→ CHECK YOUR UNDERSTANDING:
A. Decide whether each statement agrees with the BP strategy article, answering yes or no and quoting the deciding words. (i) BP expects its refining throughput to fall to around 1.2 million barrels a day by 2030. (ii) BP aims for its bioenergy production to drop below 22,000 b/d. (iii) Helge Lund is BP's CEO.
B. Reproduce the part of the BP strategy article between "In related news, BP, Shell" and "totalling almost $55bn.", inclusive.

→ SUPPLIED PASSAGE:
★ ★ ★

Sat 15 August 2020 | Back to news list

BP has announced details of a new strategy that it says will reshape its business from being an international oil company focused on producing resources to an integrated energy company specialising in delivering solutions for customers. In related news, BP and six other top oil companies have downgraded their asset valuations by $87bn since the end of 2019.
 
BP's plan includes a commitment to increase annual low carbon investment 10-fold to around $5 billion a year. The announcement follows an earlier commitment by the company to sharply cut net carbon emissions by 2050 or sooner.
 
BP says the increased investment will allow it to build an integrated portfolio of low carbon technologies, including renewables, bioenergy and early positions in hydrogen and CCUS.
 
As part of its strategy, BP says it aims to increase its electric vehicle recharging points from 7,500 to 70,000.
 
By 2030, the company aims to have developed around 50GW of net renewable generating capacity – a 20-fold increase from 2019 – and to have doubled its consumer interactions to 20 million a day.
 
Over the same period, bp’s oil and gas production is expected to reduce by at least one million barrels of oil equivalent a day, or 40%, from 2019 levels. It says that it expects its remaining hydrocarbon portfolio is expected to be more cost and carbon resilient.
 
The company has also set out a new financial frame "to support a fundamental shift in how it allocates capital, towards low carbon and other energy transition activities." 
 
BP's Chairman, Helge Lund, said: “Energy markets are fundamentally changing, shifting towards low carbon, driven by societal expectations, technology and changes in consumer preferences. And in these transforming markets, bp can compete and create value, based on our skills, experience and relationships.”
 
CEO, Bernard Looney, said: “bp has been an international oil company for over a century - defined by two core commodities produced by two core businesses. Now we are pivoting to become an integrated energy company - from IOC to IEC. From a company driven by the production of resources to one that that’s focused on delivering energy solutions for customers.
 
“We believe our new strategy provides a comprehensive and coherent approach to turn our net zero ambition into action. This coming decade is critical for the world in the fight against climate change, and to drive the necessary change in global energy systems will require action from everyone. 
 
BP says is will become a very different company as a result of delivering the strategy By 2030, BP aims for:
  • investment in low carbon energy to have increased from around $500 million to around $5 billion a year; 
  • developed renewable generating capacity to have grown from 2.5GW in 2019 to around 50GW;
  • bioenergy production to have risen from 22,000 b/d to more than 100,000 b/d;
  • hydrogen business to have grown to have 10% share of core markets;
  • global customer interactions to have risen from 10 million to 20 million a day;
  • electric vehicle charging points to have increased from 7,500 to over 70,000; and
  • energy partnerships with 10-15 major cities around the world and three core industries.
Over the same time, upstream oil and gas production is expected to reduce from 2.6 million barrels of oil equivalent a day (mmboe/d) in 2019 to around 1.5mmboe/d; and refining throughput is expected to fall from 1.7 million barrels a day (mmb/d) in 2019 to around 1.2mmb/d.
 
In related news, BP, Shell and others amongst the world’s largest listed oil companies have wiped nearly $90bn from the value of their oil and gas assets in the last nine months, Carbon Tracker analysis shows.
 
The  analysis suggests that the coronavirus pandemic may be accelerating the global shift away from fossil fuels.
 
The climate finance thinktank Carbon Tracker shows that in the last three month alone, Shell, BP, Total, Chevron, Repsol, Eni and Equinor have reported downgrades on the value of their assets totalling almost $55bn.
 
The Guardian reports that oil companies have cut their projections for oil prices. Over the last year, BP has cut its forecasts by almost a third, to an average of $55 a barrel between 2020 and 2050. Shell has cut its forecasts from $60 a barrel to an average of $35 a barrel this year, rising to $40 next year, $50 in 2022 and $60 from 2023.

★ ★ ★

→ DATASET ENTRIES:
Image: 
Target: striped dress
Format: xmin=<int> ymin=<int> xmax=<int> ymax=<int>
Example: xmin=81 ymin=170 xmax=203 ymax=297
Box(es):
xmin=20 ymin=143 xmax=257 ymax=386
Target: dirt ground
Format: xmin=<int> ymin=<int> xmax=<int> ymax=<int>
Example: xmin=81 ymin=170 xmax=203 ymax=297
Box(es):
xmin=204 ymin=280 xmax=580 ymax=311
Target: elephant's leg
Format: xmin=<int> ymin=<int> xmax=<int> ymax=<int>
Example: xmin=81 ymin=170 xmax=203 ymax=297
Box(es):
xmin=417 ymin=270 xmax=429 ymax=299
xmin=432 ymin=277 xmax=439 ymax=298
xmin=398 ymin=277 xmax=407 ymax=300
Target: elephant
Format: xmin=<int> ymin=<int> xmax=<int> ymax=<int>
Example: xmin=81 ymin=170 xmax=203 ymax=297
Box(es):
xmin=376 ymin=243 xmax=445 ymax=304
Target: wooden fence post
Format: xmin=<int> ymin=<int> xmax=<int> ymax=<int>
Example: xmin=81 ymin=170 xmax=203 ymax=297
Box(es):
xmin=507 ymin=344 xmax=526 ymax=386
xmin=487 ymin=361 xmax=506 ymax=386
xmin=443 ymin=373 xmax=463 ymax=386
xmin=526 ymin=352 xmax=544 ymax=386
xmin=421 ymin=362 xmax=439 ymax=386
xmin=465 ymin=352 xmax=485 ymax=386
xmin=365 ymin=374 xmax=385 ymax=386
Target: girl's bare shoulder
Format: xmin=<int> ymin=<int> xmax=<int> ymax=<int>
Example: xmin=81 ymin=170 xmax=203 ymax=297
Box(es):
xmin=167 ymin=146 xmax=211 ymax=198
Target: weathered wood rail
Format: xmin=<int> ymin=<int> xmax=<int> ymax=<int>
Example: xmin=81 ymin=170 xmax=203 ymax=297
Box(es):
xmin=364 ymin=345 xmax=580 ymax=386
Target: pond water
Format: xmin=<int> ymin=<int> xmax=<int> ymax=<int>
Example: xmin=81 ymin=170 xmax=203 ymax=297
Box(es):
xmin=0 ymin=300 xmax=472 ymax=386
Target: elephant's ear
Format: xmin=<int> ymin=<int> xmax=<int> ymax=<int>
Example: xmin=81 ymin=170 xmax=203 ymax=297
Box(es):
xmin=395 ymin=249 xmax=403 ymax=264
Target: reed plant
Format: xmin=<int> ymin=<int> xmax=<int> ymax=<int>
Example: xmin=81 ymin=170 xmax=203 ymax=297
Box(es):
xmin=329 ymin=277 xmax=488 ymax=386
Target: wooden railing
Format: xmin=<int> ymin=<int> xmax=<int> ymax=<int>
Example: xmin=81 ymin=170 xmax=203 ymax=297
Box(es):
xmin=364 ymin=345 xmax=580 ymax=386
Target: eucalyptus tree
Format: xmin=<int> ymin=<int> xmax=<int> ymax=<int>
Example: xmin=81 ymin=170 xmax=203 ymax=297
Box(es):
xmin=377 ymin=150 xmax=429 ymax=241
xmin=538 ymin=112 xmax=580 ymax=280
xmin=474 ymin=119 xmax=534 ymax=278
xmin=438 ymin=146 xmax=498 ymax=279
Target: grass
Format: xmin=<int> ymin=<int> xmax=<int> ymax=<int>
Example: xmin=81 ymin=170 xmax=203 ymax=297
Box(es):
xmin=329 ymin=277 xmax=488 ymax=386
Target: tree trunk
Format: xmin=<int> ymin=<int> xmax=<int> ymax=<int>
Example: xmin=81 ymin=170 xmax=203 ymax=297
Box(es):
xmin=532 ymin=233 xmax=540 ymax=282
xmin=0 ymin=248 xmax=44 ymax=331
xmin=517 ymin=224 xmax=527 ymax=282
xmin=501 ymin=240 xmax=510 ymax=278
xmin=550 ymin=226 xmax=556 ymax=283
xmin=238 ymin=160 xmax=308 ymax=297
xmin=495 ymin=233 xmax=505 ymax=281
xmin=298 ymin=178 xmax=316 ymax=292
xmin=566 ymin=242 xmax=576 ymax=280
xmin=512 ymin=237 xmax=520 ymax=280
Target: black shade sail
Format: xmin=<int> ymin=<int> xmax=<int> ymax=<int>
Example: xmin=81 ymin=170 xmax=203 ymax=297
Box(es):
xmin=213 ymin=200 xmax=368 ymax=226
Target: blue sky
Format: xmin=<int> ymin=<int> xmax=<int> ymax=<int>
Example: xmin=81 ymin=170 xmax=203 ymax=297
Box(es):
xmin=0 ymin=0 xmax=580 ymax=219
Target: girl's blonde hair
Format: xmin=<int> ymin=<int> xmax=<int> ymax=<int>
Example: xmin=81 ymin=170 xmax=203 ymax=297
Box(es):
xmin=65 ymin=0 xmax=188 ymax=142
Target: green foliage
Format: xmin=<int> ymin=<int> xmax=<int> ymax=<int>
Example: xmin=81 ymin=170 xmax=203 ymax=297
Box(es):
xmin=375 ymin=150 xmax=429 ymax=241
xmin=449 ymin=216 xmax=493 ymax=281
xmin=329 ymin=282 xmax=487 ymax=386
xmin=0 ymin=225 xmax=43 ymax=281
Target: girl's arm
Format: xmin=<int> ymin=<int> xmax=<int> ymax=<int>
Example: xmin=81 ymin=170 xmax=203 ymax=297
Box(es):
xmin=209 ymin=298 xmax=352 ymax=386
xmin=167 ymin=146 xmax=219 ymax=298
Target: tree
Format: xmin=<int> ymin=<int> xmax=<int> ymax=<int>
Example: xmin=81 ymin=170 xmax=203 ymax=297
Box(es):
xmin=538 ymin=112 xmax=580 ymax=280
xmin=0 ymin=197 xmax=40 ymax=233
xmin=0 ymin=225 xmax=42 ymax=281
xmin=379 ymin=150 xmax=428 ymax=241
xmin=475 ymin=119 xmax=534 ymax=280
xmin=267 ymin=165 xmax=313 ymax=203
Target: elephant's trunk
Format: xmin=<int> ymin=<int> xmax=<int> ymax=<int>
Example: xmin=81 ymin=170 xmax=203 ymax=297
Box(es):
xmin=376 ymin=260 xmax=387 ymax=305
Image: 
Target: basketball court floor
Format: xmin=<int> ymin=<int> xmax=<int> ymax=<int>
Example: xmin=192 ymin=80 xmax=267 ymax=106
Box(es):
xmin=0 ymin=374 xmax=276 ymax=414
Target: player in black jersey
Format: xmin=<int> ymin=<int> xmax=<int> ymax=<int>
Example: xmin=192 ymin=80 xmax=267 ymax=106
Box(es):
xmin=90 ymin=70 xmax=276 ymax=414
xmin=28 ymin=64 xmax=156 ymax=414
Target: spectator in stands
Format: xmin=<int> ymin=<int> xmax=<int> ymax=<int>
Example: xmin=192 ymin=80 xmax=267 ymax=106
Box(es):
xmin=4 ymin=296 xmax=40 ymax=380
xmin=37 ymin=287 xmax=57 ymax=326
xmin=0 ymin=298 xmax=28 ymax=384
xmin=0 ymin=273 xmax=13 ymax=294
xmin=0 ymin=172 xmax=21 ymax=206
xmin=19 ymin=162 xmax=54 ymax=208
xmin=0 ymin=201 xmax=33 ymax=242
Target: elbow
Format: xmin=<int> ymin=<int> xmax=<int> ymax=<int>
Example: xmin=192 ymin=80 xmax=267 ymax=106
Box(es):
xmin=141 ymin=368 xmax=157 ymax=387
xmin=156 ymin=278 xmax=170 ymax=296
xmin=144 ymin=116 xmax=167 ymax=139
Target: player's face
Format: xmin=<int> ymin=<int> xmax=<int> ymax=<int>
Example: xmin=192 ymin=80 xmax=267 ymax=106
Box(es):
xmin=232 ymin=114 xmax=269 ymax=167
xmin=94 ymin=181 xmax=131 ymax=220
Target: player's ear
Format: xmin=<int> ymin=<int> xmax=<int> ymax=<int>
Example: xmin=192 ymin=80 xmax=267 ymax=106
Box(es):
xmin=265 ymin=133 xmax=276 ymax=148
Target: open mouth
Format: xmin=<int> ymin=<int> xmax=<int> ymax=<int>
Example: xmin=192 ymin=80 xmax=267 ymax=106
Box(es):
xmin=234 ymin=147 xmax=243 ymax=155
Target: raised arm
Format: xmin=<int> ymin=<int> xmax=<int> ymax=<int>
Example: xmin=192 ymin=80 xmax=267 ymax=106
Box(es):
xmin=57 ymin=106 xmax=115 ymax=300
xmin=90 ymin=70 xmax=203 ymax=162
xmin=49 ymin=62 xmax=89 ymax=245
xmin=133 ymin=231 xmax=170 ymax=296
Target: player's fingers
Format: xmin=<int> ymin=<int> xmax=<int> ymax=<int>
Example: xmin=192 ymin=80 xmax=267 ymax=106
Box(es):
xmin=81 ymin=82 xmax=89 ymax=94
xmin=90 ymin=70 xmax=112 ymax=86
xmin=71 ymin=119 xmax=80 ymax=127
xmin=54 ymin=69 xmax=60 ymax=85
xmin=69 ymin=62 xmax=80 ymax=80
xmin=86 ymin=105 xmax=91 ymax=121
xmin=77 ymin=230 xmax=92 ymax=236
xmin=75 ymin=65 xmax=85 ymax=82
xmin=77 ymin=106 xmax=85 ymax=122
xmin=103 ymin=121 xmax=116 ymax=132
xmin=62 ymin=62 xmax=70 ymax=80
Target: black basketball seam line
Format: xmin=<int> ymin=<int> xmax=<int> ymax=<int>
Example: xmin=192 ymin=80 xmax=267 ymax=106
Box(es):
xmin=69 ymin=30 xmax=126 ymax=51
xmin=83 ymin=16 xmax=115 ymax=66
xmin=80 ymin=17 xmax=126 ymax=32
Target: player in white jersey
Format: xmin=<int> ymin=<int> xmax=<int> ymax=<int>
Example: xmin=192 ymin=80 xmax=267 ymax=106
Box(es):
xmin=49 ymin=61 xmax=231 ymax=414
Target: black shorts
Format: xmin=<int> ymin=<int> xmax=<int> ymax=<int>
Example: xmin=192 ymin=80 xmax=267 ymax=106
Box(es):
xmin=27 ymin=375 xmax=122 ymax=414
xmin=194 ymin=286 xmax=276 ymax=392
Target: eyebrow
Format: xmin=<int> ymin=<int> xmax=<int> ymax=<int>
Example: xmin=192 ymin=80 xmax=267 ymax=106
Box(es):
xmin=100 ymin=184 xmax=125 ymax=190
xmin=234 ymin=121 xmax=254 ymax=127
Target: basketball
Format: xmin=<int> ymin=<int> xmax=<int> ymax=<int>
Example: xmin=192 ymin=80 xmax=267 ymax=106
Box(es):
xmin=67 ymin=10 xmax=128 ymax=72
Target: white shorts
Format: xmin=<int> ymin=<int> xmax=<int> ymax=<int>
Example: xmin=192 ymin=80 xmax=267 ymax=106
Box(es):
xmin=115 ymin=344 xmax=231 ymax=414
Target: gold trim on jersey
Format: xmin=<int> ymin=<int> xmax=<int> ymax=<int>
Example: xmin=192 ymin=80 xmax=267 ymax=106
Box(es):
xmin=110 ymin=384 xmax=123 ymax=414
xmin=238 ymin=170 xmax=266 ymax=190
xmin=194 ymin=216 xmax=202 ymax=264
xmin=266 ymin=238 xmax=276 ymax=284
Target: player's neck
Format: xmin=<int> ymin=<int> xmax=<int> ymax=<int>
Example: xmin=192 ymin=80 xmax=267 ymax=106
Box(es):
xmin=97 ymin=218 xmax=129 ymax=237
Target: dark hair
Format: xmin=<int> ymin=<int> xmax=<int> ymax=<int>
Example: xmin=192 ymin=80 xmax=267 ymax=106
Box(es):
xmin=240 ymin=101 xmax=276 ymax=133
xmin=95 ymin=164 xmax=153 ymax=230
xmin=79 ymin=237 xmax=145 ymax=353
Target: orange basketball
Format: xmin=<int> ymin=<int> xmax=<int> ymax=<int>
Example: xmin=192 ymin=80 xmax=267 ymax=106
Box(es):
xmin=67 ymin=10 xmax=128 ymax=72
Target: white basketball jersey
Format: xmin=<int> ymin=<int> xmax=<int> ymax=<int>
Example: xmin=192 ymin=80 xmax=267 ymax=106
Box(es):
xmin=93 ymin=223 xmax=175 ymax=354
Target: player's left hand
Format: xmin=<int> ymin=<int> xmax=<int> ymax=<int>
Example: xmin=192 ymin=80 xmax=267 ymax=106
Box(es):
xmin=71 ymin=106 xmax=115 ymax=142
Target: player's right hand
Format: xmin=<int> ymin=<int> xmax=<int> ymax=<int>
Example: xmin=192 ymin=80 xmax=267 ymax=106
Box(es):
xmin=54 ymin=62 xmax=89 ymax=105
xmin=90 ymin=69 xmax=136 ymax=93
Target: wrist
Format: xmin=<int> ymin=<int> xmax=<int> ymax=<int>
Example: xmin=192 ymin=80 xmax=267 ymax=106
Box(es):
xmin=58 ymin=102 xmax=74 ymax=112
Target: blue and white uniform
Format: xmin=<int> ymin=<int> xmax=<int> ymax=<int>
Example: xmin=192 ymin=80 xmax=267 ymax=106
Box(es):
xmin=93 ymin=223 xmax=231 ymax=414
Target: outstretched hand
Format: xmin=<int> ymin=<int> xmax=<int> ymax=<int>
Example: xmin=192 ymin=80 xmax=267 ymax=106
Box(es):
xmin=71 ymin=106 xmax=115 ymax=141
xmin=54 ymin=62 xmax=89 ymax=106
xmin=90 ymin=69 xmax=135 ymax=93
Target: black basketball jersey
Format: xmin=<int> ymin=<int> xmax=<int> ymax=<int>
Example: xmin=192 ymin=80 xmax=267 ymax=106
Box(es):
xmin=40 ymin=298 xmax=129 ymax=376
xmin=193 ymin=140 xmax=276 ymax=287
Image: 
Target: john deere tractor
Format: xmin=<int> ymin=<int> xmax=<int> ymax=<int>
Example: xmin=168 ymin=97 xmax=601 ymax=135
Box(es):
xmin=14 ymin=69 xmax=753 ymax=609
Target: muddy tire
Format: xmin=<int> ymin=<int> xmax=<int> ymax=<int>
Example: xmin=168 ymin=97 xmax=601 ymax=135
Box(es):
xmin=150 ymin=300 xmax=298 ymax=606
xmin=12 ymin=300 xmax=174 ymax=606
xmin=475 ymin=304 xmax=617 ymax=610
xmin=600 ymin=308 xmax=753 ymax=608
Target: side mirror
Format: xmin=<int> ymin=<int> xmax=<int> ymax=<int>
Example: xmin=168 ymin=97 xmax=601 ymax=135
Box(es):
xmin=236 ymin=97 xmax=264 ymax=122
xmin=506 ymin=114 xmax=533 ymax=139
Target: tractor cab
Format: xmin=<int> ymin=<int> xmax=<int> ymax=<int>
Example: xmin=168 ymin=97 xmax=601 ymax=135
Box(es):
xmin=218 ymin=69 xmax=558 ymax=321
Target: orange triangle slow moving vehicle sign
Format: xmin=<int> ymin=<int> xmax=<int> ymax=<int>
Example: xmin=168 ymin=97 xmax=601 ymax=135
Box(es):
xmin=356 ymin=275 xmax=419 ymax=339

★ ★ ★

→ TASK-BY-TASK SOLUTIONS:
A.
(i) Yes: "refining throughput is expected to fall from 1.7 million barrels a day (mmb/d) in 2019 to around 1.2mmb/d"
(ii) No: "bioenergy production to have risen from 22,000 b/d to more than 100,000 b/d"
(iii) No: "BP's Chairman, Helge Lund"

B.
In related news, BP, Shell and others amongst the world’s largest listed oil companies have wiped nearly $90bn from the value of their oil and gas assets in the last nine months, Carbon Tracker analysis shows.
 
The  analysis suggests that the coronavirus pandemic may be accelerating the global shift away from fossil fuels.
 
The climate finance thinktank Carbon Tracker shows that in the last three month alone, Shell, BP, Total, Chevron, Repsol, Eni and Equinor have reported downgrades on the value of their assets totalling almost $55bn.